Key Takeaways
• Understand modern portfolio theory and its application to portfolio construction.
• Use statistical measures such as variance, covariance and standard deviation to simulate portfolio risk and return profiles.
• Understand the properties and differences between the asset classes that can be combined to diversify a portfolio.
Modern portfolio theory
Modern portfolio theory (MPT) was first introduced in 1952 by Harry Markowitz to describe how risk-averse investors can achieve optimal returns from their investments at a given level of risk. Harry later received a Nobel prize for MPT, which is still valued to the present day.
MPT involves a process of identifying how the assets within a portfolio of investments contribute to the funds overall profile for risk and return. Through MPT, we are able to understand how the assets can be combined to create different risk and return values, and where an optimal mix of the assets can achieve the highest level of expected return for the fund at a given level of risk.
It is often accepted that a larger appetite for risk may yield larger returns for the investor. Despite this, a portfolio of assets may not always yield the same increments of returns for the additional risk taken, thus the relationship between risk and return is not linear.
In this blog, I will look at the some of the key statistical measures involved with MPT to understand what they tell us about a portfolio of assets, and what their criticisms are. You can find the formulae for all calculations from my Excel sheet available on GitHub. I will also review how the optimal mix of assets can be found for a portfolio. I will conclude the blog by reviewing the different types of assets that can be included within a portfolio and how MPT has since been adapted and applied within industry.
Asset and portfolio risk
We can divide risk into two types: systematic and unsystematic risk. Systematic risk, also known as undiversifiable risk, is implicit with the market; it includes risk from market observables (such as interest rate or inflation). Unsystematic risk, also known as diversifiable risk, is present with the nature of the asset and can be mitigated. One example of an unsystematic risk may be the change in regulations to the airline industry which subsequently caused the likes of Ryanair and EasyJet stock prices to tumble during Covid-19 lockdowns.
MPT calculates the risk of an asset from its variance which is later transformed into the standard deviation. The variance of an asset is used to understand how 'spread out' the values are within the data set. With MPT, variance is used to understand how the average change in stock price differs from the mean change of all the stock prices. In this blog I will use the stock prices of 2 different assets (Company A and Company B) to demonstrate MPT. I will construct the values based upon the past 6 days of their stock price, however in reality a much larger time frame will be used for more meaningful statistical measures of the two assets.
The past 6 stock prices for Company A are: 70.22, 88.21, 84.98, 85.43, 78.81, 88.20.
The past 6 stock prices for Company B are: 122.65, 121.11, 132.56, 124.5, 140.7, 130.5.
For the two assets, the mean values derived represent the average percentage change in the stock price from the previous stock price. For Company A, this is 5.41%, and for Company B, this is 1.58%.
To calculate the variance, I will subtract the percentage change in stock price for each price away from the asset's mean and square the value. I will then take the average of the individual variance values to obtain the variance for the asset.
I have used Excel to calculate the variance values, you will also see the field 'SD' which stands for standard deviation. The variance of Company A and Company B is 0.0149 and 0.0067 respectively; these values, however, can become distorted as the difference between each stock price deviation and the mean is squared.
════
### Problems to solve
a - Reproduce the passage on modern portfolio theory from "For the two" up to and including "for the asset.".
b - Proceed with the passage on modern portfolio theory, picking up after its final sentence.
════
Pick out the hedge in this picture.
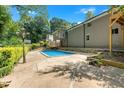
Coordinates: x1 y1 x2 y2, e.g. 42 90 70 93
0 47 30 77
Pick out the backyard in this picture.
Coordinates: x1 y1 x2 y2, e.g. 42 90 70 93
0 48 124 88
0 5 124 88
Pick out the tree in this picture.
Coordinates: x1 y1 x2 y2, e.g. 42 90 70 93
86 11 94 19
0 5 11 34
0 5 19 45
50 17 71 32
15 5 49 43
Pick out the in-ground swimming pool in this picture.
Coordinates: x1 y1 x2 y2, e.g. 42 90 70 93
41 50 74 57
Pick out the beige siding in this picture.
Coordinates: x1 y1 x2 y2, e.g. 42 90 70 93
════
### Set of answers
a -
For the two assets, the mean values derived represent the average percentage change in the stock price from the previous stock price. For Company A, this is 5.41%, and for Company B, this is 1.58%.
To calculate the variance, I will subtract the percentage change in stock price for each price away from the asset's mean and square the value. I will then take the average of the individual variance values to obtain the variance for the asset.

b -
The standard deviation provides a normalised version of the variance to reduce the impact of an outlier on the final value. The standard deviation is the square root of the variance and provides a contextual value. For Company A and Company B, the standard deviation is 0.122 and 0.082 respectively. The standard deviation tells us that the Company A stock deviates from the mean percentage movement on average by 0.122%, whereas the Company B stock deviates from the mean percentage movement by 0.082%.
Constructing risk measures in a portfolio of assets
The risk profile of a portfolio is derived from the combined risk of the assets along with the respective weight they contribute to portfolio. Before we begin constructing a portfolio of assets, we must first understand how the risk profile of two assets move with respect to each other.
Covariance is a statistical measure used to determine the directional relationship between two assets. Covariance does not capture the strength of a relationship between the assets, but just the direction of the movement. If two asset prices on average move up together, they will have a positive covariance value. Alternatively, if the assets tend to move in different directions to each other, they will have a negative covariance.
The formula for covariance is below:
We describe cov(x,y) as the covariance between x and y. This is the sum of each point of x less its mean, multiplied by each data point of y less its mean, all divided by the sample size less 1.
The covariance of Company A and Company B is calculated below:
The covariance value of -0.007509 tells us that there is a slight negative relationship between Company A and Company B. As a result, the average movement of one of the stocks would create a slight opposite movement in the other stock (if one goes up, the other goes down).
The covariance tells us the portfolio would expect a lower risk profile when the assets are combined than when they are separate. A negative covariance would mean the portfolio value does not exclusively fall to the same amount that an individual asset value would fall; the negative covariance in the other asset would offer a protection to some degree against the fall of one asset as it will theoretically rise in value. The relationships are implied from the historical data, however future behaviour between the assets may not always be so true.
The combination of differing assets within the same portfolio creates diversification. The portfolio becomes more diversified as it adds assets which have contradicting risk exposures, thus reducing the combined risk of the portfolio.
Using MPT to find the optimal mix of assets
In this section, we will look at how the key statistical measures can be combined to create a portfolio with a single risk and return value. The portfolio can be created in many different ways by combining the assets with different weights. For example, creating a portfolio with 10% of Company A stock and 90% Company B stock.
We can simulate many different portfolio combinations in Excel by changing the weights of the assets in the portfolio. The portfolio expected return percentage will be a sum of each asset mean percentage multiplied by the asset weight in the portfolio.
The formula for finding the portfolio variance is slightly more complex:
In the formula, w represents the weight of the asset in the portfolio, and the σ represents the standard deviation of the asset.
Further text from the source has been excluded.